Data for this task
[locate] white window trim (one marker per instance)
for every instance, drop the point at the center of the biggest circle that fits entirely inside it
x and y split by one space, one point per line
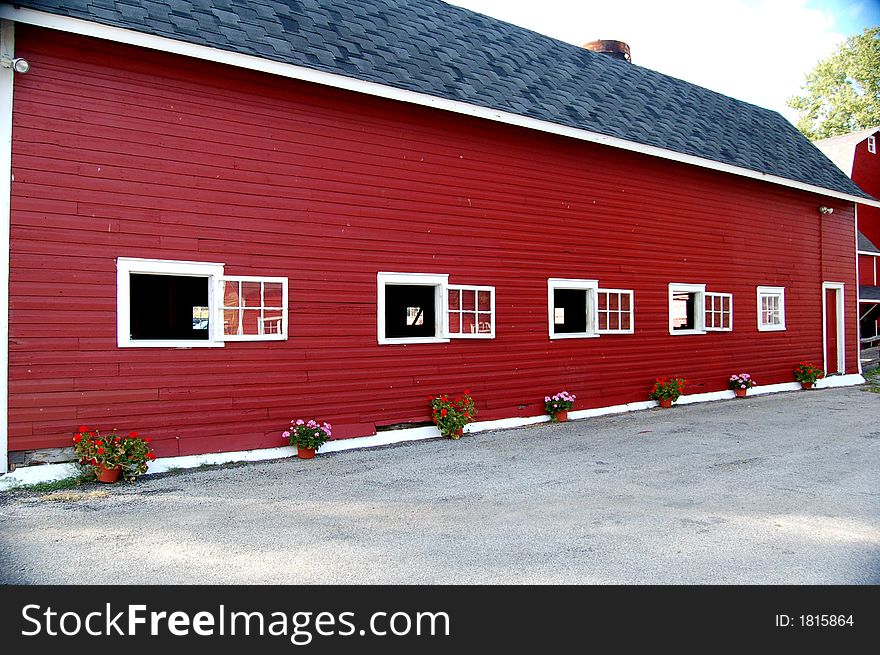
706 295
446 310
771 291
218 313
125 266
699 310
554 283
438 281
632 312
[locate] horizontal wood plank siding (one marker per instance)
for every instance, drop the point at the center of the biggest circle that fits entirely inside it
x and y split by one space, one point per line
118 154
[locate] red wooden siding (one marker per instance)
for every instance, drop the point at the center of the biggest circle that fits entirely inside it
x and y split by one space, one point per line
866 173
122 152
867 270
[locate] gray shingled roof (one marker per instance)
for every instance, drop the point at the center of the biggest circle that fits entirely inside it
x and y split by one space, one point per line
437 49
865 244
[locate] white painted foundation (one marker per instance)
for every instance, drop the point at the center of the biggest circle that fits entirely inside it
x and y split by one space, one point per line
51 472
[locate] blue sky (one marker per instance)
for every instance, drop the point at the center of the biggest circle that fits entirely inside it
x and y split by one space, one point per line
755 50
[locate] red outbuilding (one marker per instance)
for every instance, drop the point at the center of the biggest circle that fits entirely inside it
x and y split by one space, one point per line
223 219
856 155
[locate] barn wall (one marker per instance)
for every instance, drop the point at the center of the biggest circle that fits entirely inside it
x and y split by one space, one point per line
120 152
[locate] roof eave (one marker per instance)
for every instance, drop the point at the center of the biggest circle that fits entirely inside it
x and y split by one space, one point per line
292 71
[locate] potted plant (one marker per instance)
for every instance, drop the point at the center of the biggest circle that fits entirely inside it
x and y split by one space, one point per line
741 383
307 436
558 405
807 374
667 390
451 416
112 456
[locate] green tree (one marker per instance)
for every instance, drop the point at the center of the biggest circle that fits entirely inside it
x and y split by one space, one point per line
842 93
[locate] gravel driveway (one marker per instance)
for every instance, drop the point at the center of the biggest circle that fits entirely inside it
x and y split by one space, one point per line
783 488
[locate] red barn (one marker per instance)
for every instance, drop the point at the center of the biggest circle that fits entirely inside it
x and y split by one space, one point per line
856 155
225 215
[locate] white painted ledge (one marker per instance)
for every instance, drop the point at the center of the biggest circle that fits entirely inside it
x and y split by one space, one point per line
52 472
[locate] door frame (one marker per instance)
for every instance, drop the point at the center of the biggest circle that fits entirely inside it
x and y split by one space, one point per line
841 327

--

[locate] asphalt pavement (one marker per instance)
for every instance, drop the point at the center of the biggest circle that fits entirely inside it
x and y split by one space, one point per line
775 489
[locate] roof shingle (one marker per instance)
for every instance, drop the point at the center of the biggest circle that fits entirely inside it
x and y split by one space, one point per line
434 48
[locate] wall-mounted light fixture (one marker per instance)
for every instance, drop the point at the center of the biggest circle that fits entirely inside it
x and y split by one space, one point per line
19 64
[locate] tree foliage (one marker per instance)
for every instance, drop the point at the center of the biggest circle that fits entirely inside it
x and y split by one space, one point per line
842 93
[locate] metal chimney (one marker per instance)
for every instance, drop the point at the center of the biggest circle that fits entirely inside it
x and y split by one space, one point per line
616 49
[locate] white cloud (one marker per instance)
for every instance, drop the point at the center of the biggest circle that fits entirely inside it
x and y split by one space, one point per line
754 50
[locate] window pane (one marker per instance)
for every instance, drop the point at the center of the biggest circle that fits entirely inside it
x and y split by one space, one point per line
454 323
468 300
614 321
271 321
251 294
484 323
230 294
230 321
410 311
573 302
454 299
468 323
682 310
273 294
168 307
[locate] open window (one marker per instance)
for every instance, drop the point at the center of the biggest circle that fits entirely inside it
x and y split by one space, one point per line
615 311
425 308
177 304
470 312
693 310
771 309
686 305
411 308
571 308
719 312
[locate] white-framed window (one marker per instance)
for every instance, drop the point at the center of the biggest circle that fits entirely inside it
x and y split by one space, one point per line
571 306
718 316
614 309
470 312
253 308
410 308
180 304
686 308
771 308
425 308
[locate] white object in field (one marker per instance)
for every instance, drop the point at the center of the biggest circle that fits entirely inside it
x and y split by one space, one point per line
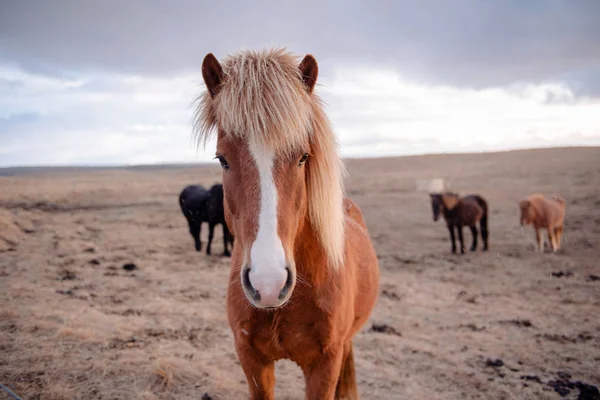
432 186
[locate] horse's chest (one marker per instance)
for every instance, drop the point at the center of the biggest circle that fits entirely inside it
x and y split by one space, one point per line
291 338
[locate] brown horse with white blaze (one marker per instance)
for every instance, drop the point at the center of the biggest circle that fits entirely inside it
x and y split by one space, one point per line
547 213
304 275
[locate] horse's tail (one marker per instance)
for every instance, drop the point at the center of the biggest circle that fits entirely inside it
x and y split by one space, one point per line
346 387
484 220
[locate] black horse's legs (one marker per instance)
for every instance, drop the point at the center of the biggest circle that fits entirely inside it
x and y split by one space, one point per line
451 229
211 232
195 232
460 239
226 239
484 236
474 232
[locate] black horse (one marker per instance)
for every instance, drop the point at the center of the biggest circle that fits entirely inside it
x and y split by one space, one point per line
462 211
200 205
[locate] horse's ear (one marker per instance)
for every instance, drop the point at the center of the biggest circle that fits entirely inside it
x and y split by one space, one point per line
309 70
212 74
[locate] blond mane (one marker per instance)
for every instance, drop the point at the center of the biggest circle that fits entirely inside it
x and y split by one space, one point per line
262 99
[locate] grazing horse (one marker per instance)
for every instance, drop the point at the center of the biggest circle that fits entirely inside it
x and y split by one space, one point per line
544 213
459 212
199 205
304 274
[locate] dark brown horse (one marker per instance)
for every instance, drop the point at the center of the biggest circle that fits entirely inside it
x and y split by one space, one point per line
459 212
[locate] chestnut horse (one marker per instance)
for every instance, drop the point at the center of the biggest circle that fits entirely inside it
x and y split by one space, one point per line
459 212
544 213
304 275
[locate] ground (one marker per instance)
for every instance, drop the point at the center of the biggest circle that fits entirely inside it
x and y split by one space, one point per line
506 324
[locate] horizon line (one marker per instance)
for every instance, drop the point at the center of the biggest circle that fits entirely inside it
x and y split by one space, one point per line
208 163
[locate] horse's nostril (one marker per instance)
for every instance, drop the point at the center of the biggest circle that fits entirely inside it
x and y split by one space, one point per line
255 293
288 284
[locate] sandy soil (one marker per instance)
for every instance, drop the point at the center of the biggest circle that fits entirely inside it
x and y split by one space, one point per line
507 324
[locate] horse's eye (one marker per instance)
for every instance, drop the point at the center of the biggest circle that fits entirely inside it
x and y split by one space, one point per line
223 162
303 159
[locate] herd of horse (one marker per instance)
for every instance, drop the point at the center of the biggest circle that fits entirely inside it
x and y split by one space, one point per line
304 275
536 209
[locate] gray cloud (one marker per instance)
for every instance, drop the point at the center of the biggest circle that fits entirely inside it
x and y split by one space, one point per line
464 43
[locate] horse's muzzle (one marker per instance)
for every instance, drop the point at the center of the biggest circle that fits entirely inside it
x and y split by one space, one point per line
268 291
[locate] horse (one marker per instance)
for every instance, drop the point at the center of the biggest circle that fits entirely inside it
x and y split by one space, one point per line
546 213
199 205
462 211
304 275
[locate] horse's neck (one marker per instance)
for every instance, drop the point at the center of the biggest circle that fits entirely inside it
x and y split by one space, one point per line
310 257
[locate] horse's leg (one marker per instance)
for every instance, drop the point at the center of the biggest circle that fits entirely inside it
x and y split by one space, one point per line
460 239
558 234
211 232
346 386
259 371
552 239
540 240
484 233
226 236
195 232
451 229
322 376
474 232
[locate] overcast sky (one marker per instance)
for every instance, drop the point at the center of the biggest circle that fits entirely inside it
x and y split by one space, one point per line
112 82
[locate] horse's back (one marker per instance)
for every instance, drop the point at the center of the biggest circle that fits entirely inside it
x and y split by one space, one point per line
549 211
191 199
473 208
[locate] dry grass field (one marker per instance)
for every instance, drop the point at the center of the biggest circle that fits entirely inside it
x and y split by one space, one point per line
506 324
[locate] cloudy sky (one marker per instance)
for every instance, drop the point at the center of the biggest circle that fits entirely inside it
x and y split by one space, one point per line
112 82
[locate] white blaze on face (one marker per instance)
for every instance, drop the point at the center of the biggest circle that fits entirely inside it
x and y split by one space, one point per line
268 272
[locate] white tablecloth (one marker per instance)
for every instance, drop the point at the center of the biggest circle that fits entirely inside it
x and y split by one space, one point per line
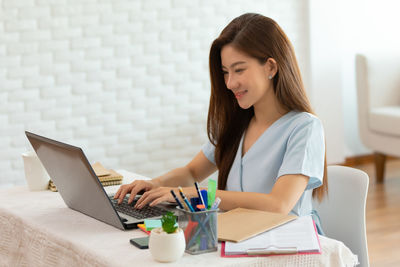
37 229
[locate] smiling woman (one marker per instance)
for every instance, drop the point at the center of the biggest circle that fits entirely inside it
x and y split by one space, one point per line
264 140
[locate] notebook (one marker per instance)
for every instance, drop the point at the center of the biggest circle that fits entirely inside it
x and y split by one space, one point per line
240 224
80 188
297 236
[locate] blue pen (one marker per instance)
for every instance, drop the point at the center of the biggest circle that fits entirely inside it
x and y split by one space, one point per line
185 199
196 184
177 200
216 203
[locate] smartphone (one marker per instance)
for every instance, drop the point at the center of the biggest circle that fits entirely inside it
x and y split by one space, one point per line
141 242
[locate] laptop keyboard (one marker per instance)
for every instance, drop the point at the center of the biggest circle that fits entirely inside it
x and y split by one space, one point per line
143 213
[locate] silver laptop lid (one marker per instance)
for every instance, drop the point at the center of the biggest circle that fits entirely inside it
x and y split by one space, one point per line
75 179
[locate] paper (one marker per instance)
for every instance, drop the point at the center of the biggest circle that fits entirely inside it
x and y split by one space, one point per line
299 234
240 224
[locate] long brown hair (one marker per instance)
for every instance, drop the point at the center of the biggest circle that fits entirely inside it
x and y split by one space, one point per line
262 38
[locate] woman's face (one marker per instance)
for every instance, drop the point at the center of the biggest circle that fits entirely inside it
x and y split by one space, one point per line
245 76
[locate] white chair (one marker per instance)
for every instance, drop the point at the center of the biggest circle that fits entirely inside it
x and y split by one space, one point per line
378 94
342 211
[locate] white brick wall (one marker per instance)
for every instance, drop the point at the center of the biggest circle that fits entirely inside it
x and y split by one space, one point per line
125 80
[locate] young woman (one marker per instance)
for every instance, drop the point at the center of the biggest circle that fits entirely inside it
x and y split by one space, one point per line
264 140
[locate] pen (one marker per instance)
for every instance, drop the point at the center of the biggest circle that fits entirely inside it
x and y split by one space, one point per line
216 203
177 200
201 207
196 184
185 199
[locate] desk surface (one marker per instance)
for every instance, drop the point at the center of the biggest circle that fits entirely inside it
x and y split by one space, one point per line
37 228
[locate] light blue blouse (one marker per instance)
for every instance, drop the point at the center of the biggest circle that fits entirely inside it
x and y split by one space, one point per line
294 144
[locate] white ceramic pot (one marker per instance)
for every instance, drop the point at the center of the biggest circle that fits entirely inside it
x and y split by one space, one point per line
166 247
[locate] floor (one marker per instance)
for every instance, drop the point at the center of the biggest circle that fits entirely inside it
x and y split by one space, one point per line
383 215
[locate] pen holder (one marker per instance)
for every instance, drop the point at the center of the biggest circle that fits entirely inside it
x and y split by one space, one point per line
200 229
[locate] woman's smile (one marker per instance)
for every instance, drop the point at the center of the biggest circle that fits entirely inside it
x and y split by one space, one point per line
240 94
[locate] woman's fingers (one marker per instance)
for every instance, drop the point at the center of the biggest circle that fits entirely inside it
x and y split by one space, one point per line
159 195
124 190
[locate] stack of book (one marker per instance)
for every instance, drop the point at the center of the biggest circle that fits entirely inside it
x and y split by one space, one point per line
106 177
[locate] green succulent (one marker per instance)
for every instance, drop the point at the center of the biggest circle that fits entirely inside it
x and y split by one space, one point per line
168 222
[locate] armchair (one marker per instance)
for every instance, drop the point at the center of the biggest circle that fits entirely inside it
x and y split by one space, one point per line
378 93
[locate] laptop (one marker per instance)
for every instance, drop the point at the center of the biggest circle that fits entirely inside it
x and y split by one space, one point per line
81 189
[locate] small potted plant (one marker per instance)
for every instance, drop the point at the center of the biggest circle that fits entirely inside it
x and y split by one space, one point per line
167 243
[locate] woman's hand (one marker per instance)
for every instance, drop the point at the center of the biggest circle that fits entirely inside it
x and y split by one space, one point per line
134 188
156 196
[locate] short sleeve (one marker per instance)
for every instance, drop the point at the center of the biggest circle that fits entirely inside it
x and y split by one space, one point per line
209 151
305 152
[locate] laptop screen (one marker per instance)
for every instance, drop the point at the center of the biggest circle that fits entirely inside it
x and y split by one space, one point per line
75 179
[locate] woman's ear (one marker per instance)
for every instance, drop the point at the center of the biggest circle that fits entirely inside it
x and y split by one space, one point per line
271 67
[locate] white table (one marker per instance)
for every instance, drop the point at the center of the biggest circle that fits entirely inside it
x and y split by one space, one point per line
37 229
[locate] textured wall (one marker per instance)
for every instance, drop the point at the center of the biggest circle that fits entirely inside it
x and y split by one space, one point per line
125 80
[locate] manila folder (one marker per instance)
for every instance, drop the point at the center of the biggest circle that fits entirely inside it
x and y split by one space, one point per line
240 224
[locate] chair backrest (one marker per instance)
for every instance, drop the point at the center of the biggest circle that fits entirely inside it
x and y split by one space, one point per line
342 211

Exercise objective
Find how many lines in the preceding listing contain the word "brown", and answer with that number only.

Exercise result
3